I imagine your book will inspire many transkids growing up especially, but also kids that feel like a minority in any capacity will benefit from this book.
I think I would have been a bit scared to read Tango when I was a kid. I wasn’t comfortable reading things like that because I was trying very hard to hide my truth in order to protect myself. Because I was taught that people like me were shameful and that many of the things I felt or was doing were going to cause me to go to hell. I was trying to escape my reality, not confront it.
It’s been a real blessing for me to come across the postings online from some of the young people who have read it and I’ve been deeply touched by their responses. I’m surprised by how deeply people have come to identify with the story. I’ve been moved to tears several times by the thoughtful posts I’ve read. It really gives me a wonderful feeling.
How did your family and friends react when they read TANGO? Your book describes it’s characters in all their flaws AND beauty.
I sent a copy of the book to my sister. She texted me and said it was great. So far that’s all I’ve heard. They’re not big readers.
What were some early works that really inspired you? What literature is inspiring you now?
When I was really young I loved stories about horses and animals. Charlotte‘s Web, Black Beauty, Misty of Chincoteague. Then I moved on to biographies. I read a lot of biographies of movie stars, I had a particular obsession with Mary, Queen of Scots. I read everything written by Lillian Hellman and Joan Didion. I liked trashy southern novels and bestsellers like The Thorn Birds. My mom read The Thorn Birds too so we shared a lot of jokes about certain lines in that novel and looked forward to watching the mini-series together. My mom was quite taken by the idea of a specific color called “ashes of roses” described in the book—so melodramatic. I loved John Steinbeck—my father also liked him. Although I don’t recall ever seeing my father reading for pleasure, there was a time when he would read to me before I went to sleep which I really enjoyed. He made sure we could go to the library any time we wanted and I went a lot. I was proud to have a library card.
Right now I’m reading the galleys for Kate Bornstein’s new book which is epic, mind-blowing and terrifically important. I’m looking forward to reading Joan Didion’s new book. The King Kong Theory by Virginie Despentes was remarkable. I’m not just plugging books by The Feminist Press but I’m really excited to read Laurie Weeks’ book, Zippermouth. I love her.
Can your readers and fans look forward to another book from you?
I hope so.
And finally – Hopefully this is a fun question:
If Tango were to be made into a movie, whom would you want to play you as yourself now? Many of your passages were very cinematic. It wouldn’t be hard to imagine Sandy Duncan playing your mother.
Ha! I’ve always thought Ellen Burstyn should play my mother. Maybe I should play my mother and my mother should play me. Then I could really teach her a lesson or two! Or I could go the Joan Didion route and have Vanessa Redgrave play me. No! Vanessa Redgrave can play my mother and the part of mx Justin Vivian Bond will be played by Patti Smith -but only if she’d be willing to wax her moustache. That would be some sick casting, don’t you think? I’d see it!
_____
_About this task_.
Answer the following from the interview about Tango:
(a) To whom was a copy of the book sent, and what did that person text back?
(b) Which novel did the interviewee's mom also read?
(c) Which actress has the interviewee always thought should play the mother?

_Dataset_.
_____
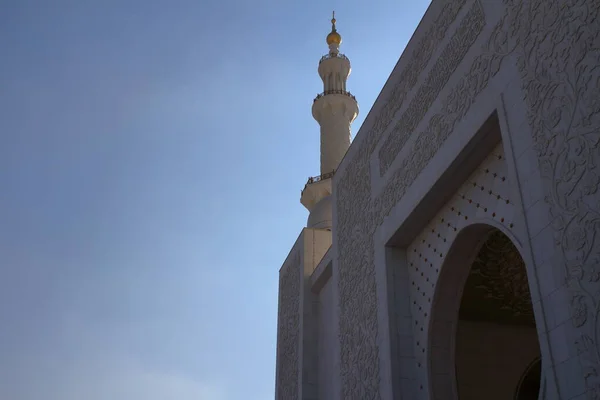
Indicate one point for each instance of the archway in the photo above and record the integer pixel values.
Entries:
(483, 337)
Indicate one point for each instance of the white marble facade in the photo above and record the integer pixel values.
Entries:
(490, 121)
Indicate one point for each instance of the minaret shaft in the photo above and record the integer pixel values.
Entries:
(335, 109)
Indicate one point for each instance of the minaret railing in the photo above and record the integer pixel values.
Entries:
(333, 55)
(344, 92)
_____
_Solution below_.
(a) A copy was sent to the interviewee's sister, who texted that it was great.
(b) The Thorn Birds.
(c) Ellen Burstyn.